→ **Text for analysis**:
· · · · ·

The Story
Why it exists.
The beginning
Roan on Fire takes its name from two sources that share a certain combustion. The Year of the Fire Horse in the Chinese zodiac, a cycle that returns every sixty years, associated with momentum, disruption, and the kind of energy that moves things forward whether the world is ready or not. And then there's the pop culture reference: Chappell Roan, the singer who refuses to play the industry's game on its terms, and the fictional archer Katniss Everdeen, who set an entire dystopian arena on fire just by existing. James Nguyen built Roan on Fire around the idea of flame as metaphor, not destruction, but the specific heat that changes everything around it. Red maple. Birch tar. The tension between sweetness and smoke. This is what burning looks like when it's also alive.
The composition is built around a structural paradox: the opening reads like a sweet shop in autumn, all maple syrup and rum warmth, while the drydown pulls toward something darker, birch tar, Vietnamese oud, hay. The fenugreek CO2 bridges both. It's herbal enough to complicate the sweetness, warm enough to feel intentional rather than accidental. Hawthorn berry and Thai osmanthus occupy the heart, adding a floral fruit layer that arrives quietly and lingers. Chinese cypress grounds everything with a green woodiness that prevents the composition from tipping into pure gourmand territory. The result is a fragrance that changes shape on skin, starting one place and ending somewhere else entirely.

· · · · ·

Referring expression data
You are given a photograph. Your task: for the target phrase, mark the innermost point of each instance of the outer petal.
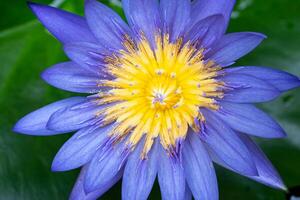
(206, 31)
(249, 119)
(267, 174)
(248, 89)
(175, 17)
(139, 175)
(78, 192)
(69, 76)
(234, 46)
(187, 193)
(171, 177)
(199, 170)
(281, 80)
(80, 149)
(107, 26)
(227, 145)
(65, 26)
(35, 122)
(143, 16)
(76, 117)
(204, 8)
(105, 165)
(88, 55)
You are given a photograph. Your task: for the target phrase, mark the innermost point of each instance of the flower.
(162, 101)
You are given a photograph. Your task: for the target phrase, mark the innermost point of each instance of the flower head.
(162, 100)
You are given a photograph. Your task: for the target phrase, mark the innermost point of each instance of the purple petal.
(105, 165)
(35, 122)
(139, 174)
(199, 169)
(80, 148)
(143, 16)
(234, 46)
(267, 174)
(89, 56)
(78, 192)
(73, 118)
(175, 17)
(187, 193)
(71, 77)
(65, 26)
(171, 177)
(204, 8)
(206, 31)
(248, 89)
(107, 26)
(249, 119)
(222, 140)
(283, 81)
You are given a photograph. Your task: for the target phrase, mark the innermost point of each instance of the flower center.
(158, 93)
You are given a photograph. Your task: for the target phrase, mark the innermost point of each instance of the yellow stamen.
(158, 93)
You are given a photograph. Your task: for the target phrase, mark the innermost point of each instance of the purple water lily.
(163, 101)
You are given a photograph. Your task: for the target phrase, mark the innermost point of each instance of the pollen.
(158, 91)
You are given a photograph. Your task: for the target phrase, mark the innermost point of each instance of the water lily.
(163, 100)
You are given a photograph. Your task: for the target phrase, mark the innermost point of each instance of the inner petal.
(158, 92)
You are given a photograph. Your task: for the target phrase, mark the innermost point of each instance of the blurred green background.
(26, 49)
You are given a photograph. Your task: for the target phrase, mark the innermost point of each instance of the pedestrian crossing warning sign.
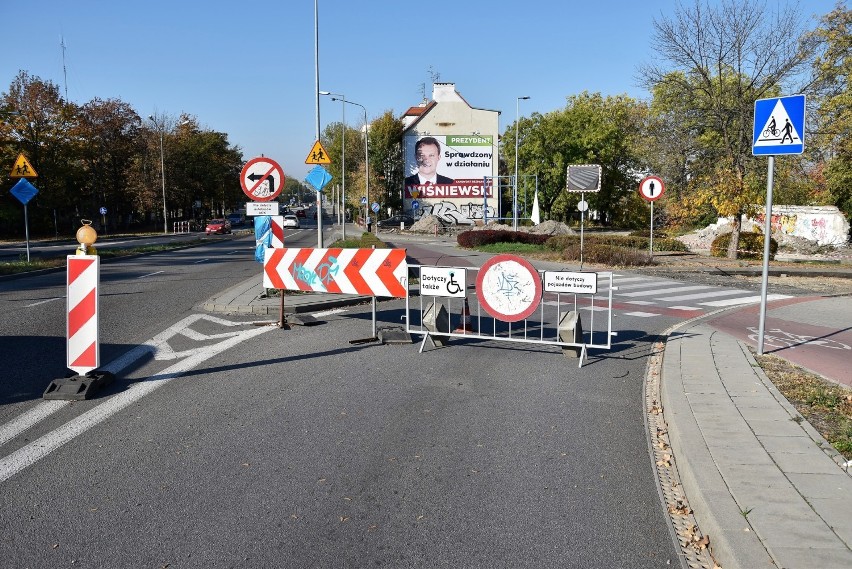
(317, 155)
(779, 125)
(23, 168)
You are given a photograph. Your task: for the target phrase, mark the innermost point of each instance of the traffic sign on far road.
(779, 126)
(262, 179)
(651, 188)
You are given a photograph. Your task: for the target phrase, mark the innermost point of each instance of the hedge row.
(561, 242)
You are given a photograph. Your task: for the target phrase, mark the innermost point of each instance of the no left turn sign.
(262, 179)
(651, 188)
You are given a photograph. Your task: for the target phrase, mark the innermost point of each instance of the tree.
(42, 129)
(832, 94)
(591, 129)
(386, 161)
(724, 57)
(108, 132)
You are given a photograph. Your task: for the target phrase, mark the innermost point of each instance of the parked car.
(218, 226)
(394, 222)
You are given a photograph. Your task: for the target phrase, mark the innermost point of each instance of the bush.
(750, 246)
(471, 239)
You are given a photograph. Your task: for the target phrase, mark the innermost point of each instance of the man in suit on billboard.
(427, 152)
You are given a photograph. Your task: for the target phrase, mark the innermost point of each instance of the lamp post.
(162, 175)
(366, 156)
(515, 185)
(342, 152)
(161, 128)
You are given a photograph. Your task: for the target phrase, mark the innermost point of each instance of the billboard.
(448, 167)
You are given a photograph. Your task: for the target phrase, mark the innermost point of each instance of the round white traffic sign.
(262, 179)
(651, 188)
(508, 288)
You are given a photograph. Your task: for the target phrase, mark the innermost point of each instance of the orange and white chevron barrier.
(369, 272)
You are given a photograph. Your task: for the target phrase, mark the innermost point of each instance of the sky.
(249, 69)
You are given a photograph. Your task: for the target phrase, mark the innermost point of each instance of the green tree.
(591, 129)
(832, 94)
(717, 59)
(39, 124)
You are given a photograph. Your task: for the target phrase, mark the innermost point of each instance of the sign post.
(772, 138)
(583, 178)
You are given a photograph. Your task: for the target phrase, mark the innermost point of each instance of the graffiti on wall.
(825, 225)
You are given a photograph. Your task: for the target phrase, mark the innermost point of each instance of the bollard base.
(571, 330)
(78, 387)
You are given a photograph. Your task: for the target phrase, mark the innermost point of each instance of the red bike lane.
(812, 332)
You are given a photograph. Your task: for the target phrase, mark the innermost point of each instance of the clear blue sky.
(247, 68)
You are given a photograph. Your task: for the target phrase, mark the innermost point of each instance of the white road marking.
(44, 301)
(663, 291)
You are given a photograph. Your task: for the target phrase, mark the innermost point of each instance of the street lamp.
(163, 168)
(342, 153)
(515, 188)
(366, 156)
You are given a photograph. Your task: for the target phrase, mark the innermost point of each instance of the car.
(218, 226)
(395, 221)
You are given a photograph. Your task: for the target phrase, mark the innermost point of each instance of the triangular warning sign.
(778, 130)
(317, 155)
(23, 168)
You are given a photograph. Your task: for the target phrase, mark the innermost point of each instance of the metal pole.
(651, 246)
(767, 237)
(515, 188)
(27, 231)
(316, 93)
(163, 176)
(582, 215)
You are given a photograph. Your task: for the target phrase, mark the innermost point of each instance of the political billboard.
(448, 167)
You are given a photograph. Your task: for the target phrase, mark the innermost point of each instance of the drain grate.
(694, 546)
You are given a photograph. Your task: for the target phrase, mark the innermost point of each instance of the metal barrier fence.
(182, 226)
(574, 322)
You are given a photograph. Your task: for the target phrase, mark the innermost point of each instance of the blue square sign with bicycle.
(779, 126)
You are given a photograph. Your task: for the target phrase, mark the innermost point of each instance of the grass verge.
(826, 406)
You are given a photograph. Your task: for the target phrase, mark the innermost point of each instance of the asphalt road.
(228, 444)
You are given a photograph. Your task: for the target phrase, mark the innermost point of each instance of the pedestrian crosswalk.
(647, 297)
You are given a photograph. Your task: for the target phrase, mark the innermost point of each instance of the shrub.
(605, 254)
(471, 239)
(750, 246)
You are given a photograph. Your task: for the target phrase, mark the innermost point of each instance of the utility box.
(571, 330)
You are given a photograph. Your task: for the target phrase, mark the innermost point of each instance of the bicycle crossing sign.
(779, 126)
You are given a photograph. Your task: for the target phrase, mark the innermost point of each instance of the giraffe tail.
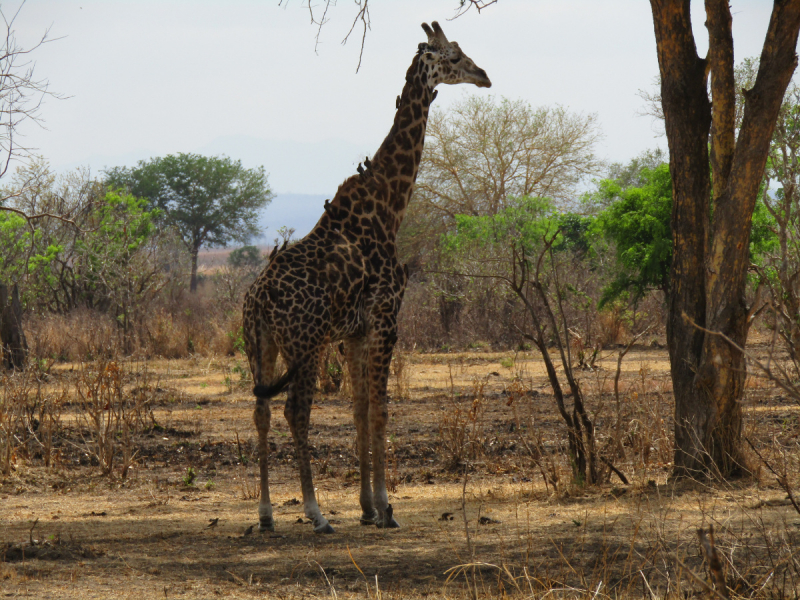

· · · · ·

→ **Tasks to complete**:
1: Answer these questions using the text about the Roan on Fire fragrance.
(a) How often does the cycle of the Year of the Fire Horse return?
(b) Which two ingredients occupy the heart of the composition?
(c) What does Chinese cypress prevent the composition from doing?
2: Carry on the text about the Roan on Fire fragrance from its final sentence, in the same style.

→ **Answers to the exercise**:
1:
(a) Every sixty years.
(b) Hawthorn berry and Thai osmanthus.
(c) It prevents the composition from tipping into pure gourmand territory.

2:
The evolution
The opening announces itself immediately. Maple syrup sweetness, fenugreek's herbal warmth, rum's boozy edge, a bright, almost confectionery burst that feels like the moment before something catches fire. This phase lasts thirty minutes, maybe forty-five, before the osmanthus and hawthorn berry arrive to complicate things. The floral heart doesn't replace the sweetness so much as soften it, introducing a green fruit nuance that pulls the composition in a different direction. Chinese cypress becomes the transition point. Then comes the drydown, and the real Roan on Fire emerges. Birch tar takes over, smoky, slightly medicinal, with the leather-like depth of real woodsmoke rather than synthetic recreation. Vietnamese oud and benzoin add warmth and resin. Hay keeps the sweetness alive underneath. This phase lasts 6-8 hours. On fabric, it carries into the next morning, that particular smell of something that burned cleanly, leaving only warmth behind. Sweetness that became smoke.
Cultural impact
Roan on Fire was conceived around the Year of the Fire Horse and references to figures like Chappell Roan and Katniss Everdeen, symbols of disruption and collective change. The fragrance translates fire as momentum rather than destruction. In indie perfumery, this kind of conceptual work sits alongside house signatures like Jasmine Rice, offering collectors a narrative to wear rather than a status marker to display.